** start of DOCUMENT EXTRACT **
QUESTION:
Given a binary tree root and an integer target, delete all the leaf nodes with value target.
Note that once you delete a leaf node with value target, if its parent node becomes a leaf node and has the value target, it should also be deleted (you need to continue doing that until you cannot).
Example 1:
Input: root = [1,2,3,2,null,2,4], target = 2
Output: [1,null,3,null,4]
Explanation: Leaf nodes in green with value (target = 2) are removed (Picture in left).
After removing, new nodes become leaf nodes with value (target = 2) (Picture in center).
Example 2:
Input: root = [1,3,3,3,2], target = 3
Output: [1,3,null,null,2]
Example 3:
Input: root = [1,2,null,2,null,2], target = 2
Output: [1]
Explanation: Leaf nodes in green with value (target = 2) are removed at each step.
Constraints:
The number of nodes in the tree is in the range [1, 3000].
1 <= Node.val, target <= 1000
EXPLANATION:
首先看到题目的第一个思路就是一个后序遍历, 同时也需要知道, 需要在上一个节点进行删除操作, 所以就需要把结果返回给上一层. 所以就得到了helper的思路: 返回当前节点是否要删除.
** end of DOCUMENT EXTRACT **
▶ _STATED EXERCISE A_
What range does the binary-tree leaf deletion problem give for the number of nodes in the tree?
▶ _STATED EXERCISE B_
Carry on the binary-tree leaf deletion write-up from its last sentence.
** start of RECORDS PROVIDED **
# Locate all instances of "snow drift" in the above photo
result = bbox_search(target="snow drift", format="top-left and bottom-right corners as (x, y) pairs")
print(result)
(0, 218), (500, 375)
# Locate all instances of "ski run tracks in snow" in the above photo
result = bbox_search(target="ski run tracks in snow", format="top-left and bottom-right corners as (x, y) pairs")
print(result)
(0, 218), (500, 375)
** end of RECORDS PROVIDED **
** start of RECORDS PROVIDED **
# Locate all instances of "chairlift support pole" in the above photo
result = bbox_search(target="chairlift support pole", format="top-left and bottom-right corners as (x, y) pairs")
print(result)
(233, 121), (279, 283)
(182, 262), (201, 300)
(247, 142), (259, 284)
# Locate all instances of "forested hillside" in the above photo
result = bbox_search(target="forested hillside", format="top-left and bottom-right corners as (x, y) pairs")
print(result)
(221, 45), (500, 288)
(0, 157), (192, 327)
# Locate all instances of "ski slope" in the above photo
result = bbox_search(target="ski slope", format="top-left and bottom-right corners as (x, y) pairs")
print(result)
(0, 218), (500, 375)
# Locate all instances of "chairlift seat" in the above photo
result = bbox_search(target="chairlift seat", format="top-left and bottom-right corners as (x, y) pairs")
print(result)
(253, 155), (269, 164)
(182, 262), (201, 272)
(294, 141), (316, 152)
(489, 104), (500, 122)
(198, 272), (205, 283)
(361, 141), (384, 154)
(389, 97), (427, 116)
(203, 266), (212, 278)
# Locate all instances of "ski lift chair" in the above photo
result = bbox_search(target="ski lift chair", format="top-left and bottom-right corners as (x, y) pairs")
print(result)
** end of RECORDS PROVIDED **
** start of RECORDS PROVIDED **
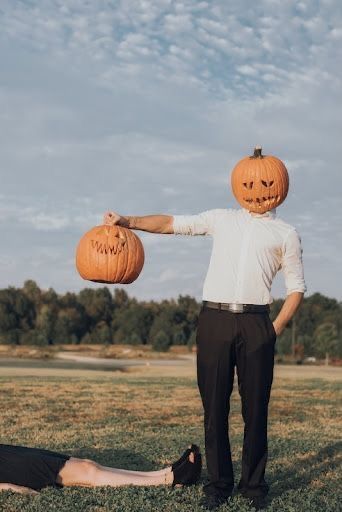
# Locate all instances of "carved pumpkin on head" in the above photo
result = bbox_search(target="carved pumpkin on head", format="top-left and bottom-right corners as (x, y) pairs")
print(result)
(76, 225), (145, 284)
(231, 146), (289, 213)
** end of RECORDS PROVIDED **
▶ _EXERCISE RESULT A_
From 1 to 3000 nodes.

▶ _EXERCISE RESULT B_
SOLUTION:
class Solution {
func removeLeafNodes(_ root: TreeNode?, _ target: Int) -> TreeNode? {
var result:Bool = removeLeafNodesHelper(root, target)
return result ? nil : root
}
func removeLeafNodesHelper(_ root: TreeNode?, _ target: Int) -> Bool {
if root == nil {
return false
}
var left:Bool = removeLeafNodesHelper(root?.left, target)
var right:Bool = removeLeafNodesHelper(root?.right, target)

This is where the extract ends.